What to produce -> Change "plaid shirt" to "checked shirt" in the listing below, leaving everything else as it stands. Return only the lines starting at the one containing "This visual asset is supposed to feature the man's" and ending at the one containing "[202,76,239,106]".

Records shown ->
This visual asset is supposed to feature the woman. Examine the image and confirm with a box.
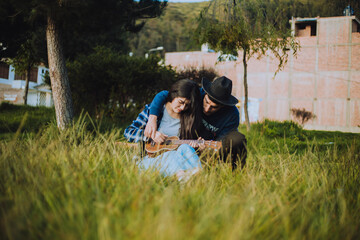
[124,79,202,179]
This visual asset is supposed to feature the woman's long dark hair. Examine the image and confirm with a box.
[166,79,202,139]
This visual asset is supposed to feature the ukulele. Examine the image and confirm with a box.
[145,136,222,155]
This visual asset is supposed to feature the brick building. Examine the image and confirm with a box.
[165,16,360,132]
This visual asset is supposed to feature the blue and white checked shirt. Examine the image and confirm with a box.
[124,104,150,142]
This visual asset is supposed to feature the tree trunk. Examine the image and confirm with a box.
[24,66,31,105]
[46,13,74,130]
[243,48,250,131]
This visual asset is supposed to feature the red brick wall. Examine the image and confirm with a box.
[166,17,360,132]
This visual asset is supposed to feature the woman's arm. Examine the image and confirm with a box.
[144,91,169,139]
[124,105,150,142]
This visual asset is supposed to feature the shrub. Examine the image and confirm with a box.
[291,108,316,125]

* * *

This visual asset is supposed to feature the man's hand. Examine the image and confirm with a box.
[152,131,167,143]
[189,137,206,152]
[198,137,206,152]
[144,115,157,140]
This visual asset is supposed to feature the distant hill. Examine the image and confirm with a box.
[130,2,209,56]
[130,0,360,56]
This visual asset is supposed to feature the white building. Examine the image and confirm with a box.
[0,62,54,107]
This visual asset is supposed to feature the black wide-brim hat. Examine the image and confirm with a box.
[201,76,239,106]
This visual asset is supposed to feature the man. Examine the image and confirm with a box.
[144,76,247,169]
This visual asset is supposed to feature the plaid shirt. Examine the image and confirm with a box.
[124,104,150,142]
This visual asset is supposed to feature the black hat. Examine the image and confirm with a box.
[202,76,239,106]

---

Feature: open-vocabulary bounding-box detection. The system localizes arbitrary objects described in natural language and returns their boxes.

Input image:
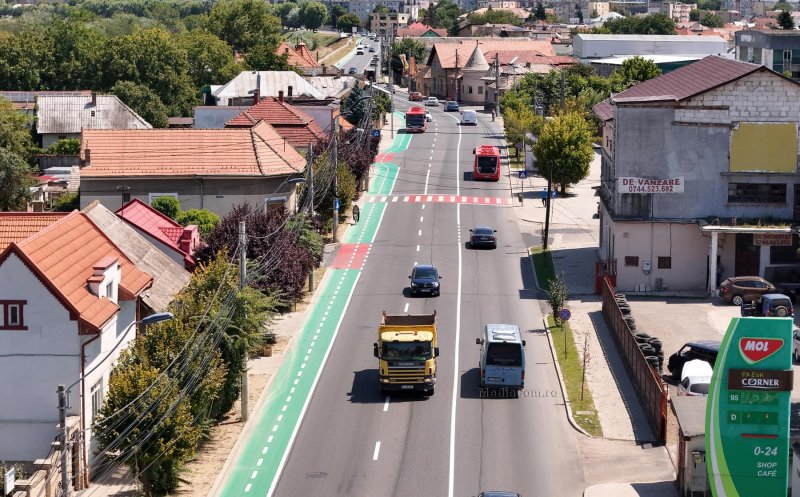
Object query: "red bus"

Worked answer ->
This visual asset is supposed to feature the man's hand. Examine the image and confirm with a box.
[152,131,167,143]
[189,137,206,152]
[198,137,206,152]
[144,115,157,140]
This visual asset is supposed to feature the distant hill. Examine the image and confirm with a box.
[130,2,209,56]
[130,0,360,56]
This visual asset is supposed to feature the white building. Examine the image and confirm with a box.
[0,62,54,107]
This visual asset is supposed to feature the black wide-brim hat. Examine the image and confirm with a box.
[201,76,239,106]
This visual asset is supposed to feature the man. Examine the image and confirm with a box.
[144,76,247,169]
This visual asset is supposed to feature the checked shirt. Examine the image and confirm with a box.
[124,104,150,142]
This visual asset is supposed to feature the black hat. Examine the image and confirm with a box.
[202,76,239,106]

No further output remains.